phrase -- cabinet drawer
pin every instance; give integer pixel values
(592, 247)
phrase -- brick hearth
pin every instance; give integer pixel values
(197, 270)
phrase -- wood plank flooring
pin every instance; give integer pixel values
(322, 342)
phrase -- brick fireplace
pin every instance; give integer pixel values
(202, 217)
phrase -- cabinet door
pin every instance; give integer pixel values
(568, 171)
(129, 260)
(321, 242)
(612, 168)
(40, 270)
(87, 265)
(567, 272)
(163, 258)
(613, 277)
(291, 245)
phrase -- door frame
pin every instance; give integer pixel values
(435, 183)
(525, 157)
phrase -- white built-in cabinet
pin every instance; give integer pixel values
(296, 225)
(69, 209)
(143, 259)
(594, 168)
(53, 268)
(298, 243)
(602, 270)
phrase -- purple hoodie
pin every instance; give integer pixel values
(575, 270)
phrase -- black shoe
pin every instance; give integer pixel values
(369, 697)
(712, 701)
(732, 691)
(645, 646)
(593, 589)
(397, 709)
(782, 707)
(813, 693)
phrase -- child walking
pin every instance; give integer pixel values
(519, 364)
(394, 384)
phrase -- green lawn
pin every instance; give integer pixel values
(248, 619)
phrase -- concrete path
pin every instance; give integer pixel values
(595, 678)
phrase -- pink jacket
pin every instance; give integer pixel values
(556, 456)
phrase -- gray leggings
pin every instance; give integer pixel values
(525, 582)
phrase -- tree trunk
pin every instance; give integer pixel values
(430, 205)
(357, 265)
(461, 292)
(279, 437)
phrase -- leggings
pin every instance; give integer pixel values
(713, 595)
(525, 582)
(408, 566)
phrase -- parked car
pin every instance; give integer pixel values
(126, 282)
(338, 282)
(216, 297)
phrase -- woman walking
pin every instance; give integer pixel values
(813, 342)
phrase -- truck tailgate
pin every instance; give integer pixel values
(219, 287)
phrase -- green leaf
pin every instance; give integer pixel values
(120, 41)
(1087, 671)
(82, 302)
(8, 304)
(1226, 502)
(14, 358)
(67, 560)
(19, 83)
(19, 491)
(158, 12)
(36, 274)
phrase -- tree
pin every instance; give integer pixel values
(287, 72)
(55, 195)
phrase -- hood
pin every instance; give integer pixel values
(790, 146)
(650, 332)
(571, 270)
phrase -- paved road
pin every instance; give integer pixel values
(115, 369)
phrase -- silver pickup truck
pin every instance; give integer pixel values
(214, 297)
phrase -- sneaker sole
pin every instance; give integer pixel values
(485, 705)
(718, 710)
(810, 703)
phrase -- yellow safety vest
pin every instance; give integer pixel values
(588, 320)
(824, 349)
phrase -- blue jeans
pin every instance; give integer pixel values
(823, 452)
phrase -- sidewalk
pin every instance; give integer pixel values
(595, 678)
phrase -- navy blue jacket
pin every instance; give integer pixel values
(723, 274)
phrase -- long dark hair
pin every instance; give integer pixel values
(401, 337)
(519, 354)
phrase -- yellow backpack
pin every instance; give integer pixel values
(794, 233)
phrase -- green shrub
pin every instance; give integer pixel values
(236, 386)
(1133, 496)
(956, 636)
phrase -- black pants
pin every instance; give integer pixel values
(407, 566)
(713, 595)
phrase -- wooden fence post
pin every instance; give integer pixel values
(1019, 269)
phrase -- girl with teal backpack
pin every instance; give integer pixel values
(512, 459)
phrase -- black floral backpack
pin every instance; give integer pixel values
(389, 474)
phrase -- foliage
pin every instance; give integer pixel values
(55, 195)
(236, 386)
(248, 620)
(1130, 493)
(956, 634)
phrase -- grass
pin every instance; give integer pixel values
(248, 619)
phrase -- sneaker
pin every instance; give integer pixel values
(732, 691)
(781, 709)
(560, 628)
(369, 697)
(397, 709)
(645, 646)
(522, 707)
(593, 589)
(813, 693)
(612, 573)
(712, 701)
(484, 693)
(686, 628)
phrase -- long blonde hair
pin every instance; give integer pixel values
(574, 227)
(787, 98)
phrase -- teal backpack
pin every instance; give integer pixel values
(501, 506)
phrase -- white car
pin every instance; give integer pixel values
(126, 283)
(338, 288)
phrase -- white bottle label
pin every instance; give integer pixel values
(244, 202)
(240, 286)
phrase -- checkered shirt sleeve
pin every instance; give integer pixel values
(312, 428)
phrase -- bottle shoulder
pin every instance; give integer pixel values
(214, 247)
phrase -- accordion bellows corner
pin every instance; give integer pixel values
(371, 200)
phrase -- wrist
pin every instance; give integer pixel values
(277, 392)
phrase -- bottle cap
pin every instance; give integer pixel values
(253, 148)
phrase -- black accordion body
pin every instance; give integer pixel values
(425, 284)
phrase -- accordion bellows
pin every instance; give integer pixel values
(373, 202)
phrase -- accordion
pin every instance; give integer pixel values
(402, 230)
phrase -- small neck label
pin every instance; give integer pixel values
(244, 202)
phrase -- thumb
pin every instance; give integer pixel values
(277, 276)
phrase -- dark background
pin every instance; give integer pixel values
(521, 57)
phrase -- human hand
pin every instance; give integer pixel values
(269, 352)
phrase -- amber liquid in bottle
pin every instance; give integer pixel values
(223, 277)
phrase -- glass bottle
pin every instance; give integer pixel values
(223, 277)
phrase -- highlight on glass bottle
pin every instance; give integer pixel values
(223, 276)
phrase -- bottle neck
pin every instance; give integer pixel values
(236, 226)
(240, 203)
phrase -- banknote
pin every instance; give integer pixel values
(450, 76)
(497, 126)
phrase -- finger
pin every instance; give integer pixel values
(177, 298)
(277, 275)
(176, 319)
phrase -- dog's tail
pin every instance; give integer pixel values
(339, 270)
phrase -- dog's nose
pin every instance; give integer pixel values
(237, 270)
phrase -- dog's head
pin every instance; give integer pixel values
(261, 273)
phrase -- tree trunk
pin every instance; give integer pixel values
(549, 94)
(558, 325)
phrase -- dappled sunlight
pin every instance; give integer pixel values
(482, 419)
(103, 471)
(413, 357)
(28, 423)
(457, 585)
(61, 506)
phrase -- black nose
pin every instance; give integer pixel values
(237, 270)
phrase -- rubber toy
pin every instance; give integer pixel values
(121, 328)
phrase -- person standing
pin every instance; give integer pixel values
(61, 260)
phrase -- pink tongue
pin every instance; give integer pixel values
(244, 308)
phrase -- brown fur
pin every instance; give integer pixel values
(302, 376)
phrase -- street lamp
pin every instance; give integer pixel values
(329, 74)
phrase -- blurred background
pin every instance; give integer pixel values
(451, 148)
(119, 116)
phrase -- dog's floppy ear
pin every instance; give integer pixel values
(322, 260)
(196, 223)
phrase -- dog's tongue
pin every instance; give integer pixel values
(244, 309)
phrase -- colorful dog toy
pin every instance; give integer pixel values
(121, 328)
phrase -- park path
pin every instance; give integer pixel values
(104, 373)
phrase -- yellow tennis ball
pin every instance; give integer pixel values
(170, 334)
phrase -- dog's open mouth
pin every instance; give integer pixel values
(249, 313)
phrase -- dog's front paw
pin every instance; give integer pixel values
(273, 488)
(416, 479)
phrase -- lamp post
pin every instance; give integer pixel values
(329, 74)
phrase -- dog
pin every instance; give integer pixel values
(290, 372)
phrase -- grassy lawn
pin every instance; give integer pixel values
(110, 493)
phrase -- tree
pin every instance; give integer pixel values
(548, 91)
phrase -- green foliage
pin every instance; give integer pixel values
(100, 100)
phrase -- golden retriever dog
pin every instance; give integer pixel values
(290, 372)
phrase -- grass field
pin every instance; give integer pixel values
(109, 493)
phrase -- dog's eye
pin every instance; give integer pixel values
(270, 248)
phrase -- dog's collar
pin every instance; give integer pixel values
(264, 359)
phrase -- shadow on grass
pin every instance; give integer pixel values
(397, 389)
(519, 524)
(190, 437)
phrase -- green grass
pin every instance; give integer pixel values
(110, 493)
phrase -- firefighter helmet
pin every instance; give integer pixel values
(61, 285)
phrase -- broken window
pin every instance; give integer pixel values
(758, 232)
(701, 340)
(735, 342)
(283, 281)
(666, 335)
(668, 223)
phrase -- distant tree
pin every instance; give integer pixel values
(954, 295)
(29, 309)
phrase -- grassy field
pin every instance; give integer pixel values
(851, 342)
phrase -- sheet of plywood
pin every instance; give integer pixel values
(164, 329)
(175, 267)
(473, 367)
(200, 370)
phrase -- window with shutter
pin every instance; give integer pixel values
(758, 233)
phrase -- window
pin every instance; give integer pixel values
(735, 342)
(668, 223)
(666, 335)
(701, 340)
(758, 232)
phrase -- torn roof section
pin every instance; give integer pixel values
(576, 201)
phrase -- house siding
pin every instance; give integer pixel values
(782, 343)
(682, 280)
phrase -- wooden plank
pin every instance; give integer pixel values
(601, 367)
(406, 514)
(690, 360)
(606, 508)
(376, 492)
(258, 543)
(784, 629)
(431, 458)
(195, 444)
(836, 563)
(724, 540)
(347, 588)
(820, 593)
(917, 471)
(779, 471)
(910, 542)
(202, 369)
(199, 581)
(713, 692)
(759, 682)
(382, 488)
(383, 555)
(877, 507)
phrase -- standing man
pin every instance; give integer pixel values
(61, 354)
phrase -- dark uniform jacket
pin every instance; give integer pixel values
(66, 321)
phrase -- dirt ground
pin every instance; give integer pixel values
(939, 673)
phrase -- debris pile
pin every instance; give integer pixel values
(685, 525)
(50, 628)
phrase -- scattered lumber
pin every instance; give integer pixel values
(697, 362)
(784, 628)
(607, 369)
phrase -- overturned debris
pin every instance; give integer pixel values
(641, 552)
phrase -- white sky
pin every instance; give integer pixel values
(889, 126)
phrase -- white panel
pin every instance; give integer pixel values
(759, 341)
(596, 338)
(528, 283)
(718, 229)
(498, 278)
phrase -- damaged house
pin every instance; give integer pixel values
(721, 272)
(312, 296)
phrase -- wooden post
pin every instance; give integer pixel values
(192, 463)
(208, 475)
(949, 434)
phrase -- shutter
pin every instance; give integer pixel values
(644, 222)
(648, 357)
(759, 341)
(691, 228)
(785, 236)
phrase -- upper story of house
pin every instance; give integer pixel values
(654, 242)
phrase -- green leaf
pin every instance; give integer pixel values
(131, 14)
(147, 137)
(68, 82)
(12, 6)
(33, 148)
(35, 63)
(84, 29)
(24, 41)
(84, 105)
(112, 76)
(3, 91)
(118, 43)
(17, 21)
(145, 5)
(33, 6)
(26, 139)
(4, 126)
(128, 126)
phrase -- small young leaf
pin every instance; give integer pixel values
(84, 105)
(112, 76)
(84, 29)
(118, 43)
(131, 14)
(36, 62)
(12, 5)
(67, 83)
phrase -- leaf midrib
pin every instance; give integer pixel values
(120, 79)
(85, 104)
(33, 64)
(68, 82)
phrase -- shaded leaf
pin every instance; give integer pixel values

┄┄┄┄┄┄┄┄┄┄┄┄┄┄┄┄┄┄┄┄

Activity =
In the material above, how many lines include the word "window"? State that number alone.

Output for this exercise =
3